* Listed records:
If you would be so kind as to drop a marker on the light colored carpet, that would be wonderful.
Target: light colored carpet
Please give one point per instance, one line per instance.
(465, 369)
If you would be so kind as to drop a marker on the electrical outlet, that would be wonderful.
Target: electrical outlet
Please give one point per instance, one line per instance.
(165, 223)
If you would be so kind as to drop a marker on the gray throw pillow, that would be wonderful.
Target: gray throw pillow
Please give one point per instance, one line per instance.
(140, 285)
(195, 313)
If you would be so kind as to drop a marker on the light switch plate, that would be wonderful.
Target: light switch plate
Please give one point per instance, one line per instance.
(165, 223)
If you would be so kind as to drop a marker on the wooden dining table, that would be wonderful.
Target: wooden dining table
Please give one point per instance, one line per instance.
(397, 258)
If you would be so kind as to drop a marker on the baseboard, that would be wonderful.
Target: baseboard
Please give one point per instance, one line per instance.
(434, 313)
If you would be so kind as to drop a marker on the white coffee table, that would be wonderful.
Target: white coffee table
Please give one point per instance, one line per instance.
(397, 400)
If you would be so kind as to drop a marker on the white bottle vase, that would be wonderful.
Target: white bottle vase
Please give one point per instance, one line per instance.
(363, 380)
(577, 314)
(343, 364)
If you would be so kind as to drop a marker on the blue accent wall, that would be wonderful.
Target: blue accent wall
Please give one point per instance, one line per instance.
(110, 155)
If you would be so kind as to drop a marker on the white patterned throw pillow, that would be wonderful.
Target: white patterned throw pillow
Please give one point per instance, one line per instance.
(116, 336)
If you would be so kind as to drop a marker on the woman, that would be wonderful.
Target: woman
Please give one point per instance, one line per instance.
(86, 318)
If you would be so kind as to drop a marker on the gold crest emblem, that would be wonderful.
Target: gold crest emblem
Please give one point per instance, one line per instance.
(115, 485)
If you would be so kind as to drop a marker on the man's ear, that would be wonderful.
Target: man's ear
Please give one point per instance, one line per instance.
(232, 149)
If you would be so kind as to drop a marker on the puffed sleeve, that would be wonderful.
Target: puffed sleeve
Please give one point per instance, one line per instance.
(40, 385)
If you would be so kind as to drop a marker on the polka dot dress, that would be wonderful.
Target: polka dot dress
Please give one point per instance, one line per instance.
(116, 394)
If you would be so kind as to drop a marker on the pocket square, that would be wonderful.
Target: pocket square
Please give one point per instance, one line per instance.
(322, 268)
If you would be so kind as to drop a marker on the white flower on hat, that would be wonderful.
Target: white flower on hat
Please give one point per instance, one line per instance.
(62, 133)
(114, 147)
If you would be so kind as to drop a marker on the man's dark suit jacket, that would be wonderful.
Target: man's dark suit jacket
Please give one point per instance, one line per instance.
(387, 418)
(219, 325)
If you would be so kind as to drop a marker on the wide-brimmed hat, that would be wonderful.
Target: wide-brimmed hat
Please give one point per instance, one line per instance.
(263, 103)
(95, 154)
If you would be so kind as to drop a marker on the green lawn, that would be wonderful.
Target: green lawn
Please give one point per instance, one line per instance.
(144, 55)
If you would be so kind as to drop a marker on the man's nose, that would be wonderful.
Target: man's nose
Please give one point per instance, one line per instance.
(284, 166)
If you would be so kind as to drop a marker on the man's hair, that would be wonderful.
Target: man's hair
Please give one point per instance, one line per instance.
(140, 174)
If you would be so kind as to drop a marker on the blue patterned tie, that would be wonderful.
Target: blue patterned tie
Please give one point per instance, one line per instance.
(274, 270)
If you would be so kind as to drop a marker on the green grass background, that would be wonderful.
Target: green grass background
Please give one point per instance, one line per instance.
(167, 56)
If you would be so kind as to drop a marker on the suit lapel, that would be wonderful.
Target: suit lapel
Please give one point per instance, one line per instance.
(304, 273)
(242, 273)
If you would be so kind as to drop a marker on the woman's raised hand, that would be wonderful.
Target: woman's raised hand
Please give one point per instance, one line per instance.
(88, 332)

* Directions:
Repeat the listing exactly, from its first line to its last.

* Correct response:
If you would be so kind as to drop a marker on the light colored carpet, that would be wonderful.
Target: light colored carpet
Please give one point per instance, one line per instance.
(465, 369)
If you would be so kind as to drop a marker on the electrical outlet, that would be wonderful.
Target: electrical outlet
Please give one point per instance, one line per instance.
(165, 223)
If you would be so kind as to drop a marker on the gray throw pillow, that would be wonderful.
Target: gray throw pillow
Please give one point per instance, one line per instance.
(140, 285)
(195, 313)
If you would be so kind as to drop a marker on the light switch plate, that would be wonderful.
Target: light switch plate
Please give one point per instance, one line per instance.
(165, 223)
If you would be so kind as to drop a marker on the wooden dining table, that would be wonderful.
Target: wooden dining table
Please give one point per instance, one line per instance.
(397, 258)
If you would be so kind as to drop a marker on the baseboard, that would be wonderful.
Target: baseboard
Please give one point per instance, one line per instance.
(434, 313)
If you would be so kind as to drop a marker on the white coffee table, that would be wonderful.
Target: white coffee table
Please give one point per instance, one line per instance.
(397, 400)
If you would be so kind as to drop a marker on the white bottle vase, that would be wonderful.
Target: white bottle vase
Please give one point per instance, one line per instance.
(363, 380)
(577, 314)
(343, 364)
If you would be so kind as to drop a marker on the blue accent wall, that would be wonderful.
Target: blue accent wall
Please give one point per instance, one line per instance.
(110, 155)
If you would be so kind as to drop a marker on the white patterned throw pillow, that would be wonderful.
Target: white patterned throw pillow
Please give one point per instance, one line per instance.
(116, 336)
If you would be so kind as to drop a marker on the woman, that would be wonderful.
Target: woman
Please give one point per instance, one line per instance.
(86, 318)
If you would be so kind as to drop a marker on the gold crest emblem, that would be wonderful.
Target: gold crest emblem
Please give one point per instance, one line per instance.
(115, 485)
If you would be so kind as to drop a marker on the man's ear, that would be wonderful.
Target: man's ear
Please give one point per instance, one line per instance.
(232, 149)
If you would be so kind as to drop a marker on the puffed sleeve, that would be wonderful.
Target: puffed sleeve
Please give one point per instance, one line per instance.
(40, 385)
If you would be so kind as to drop a marker on the polka dot dress, that would be wonderful.
Target: polka dot dress
Please give one point per instance, one line per instance.
(116, 394)
If you would be so kind as to drop a marker on the pocket square, that would be wonderful.
Target: pocket square
Please give one point per instance, one line per instance.
(322, 268)
If you would be so kind as to drop a marker on the white flower on hat, that would be wonderful.
Target: white flower on hat
Please give one point per instance, one line per instance.
(62, 133)
(114, 147)
If you would be so kind as to drop a marker on the man's dark suit jacket, that would be wonderful.
Target: man's dark suit jacket
Please give one point per instance, one line per instance.
(387, 418)
(219, 325)
If you would be so kind as to drop a marker on the wide-brimmed hat, that would be wonderful.
Target: wide-brimmed hat
Please give one point per instance, one line per instance.
(263, 103)
(95, 154)
If you would be so kind as to drop a marker on the green lawn, that would be wonderful.
Target: green lawn
Please give one point per instance, one line per instance.
(144, 55)
If you would be so kind as to drop a marker on the man's nose, that would be wonderful.
Target: man's nose
Please give one point per instance, one line per instance.
(284, 166)
If you would be so kind as to drop a marker on the man's hair, that would be wonderful.
Target: man's hair
Please give one point per instance, one line per instance.
(140, 174)
If you would be so kind as to drop a marker on the blue patterned tie, that would be wonderful.
Target: blue patterned tie
Please give one point per instance, one line per instance.
(274, 270)
If you would be so kind as to drop a marker on the green grass background, that would be wonderful.
Target: green grass background
Please give one point per instance, one line per instance.
(167, 56)
If you would be so kind as to drop a marker on the suit lapel, that would be wonderful.
Target: suit lapel
Please give one point per instance, one line per instance.
(304, 273)
(242, 273)
If you would be so kind as to drop a marker on the woman's raised hand, that would be wonderful.
Target: woman's raised hand
Please give one point per instance, one line per instance.
(88, 332)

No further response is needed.